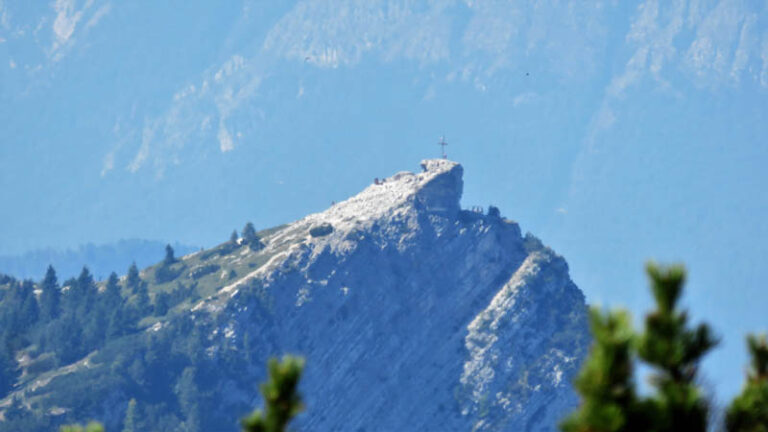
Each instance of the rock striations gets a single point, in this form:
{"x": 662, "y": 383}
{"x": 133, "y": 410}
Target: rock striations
{"x": 413, "y": 314}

What is being asked: Return every entry above word for word, with the pictures left out.

Solution to the problem:
Each instance of the rock striations gets a single point, in this form:
{"x": 662, "y": 383}
{"x": 133, "y": 410}
Target: rock striations
{"x": 413, "y": 314}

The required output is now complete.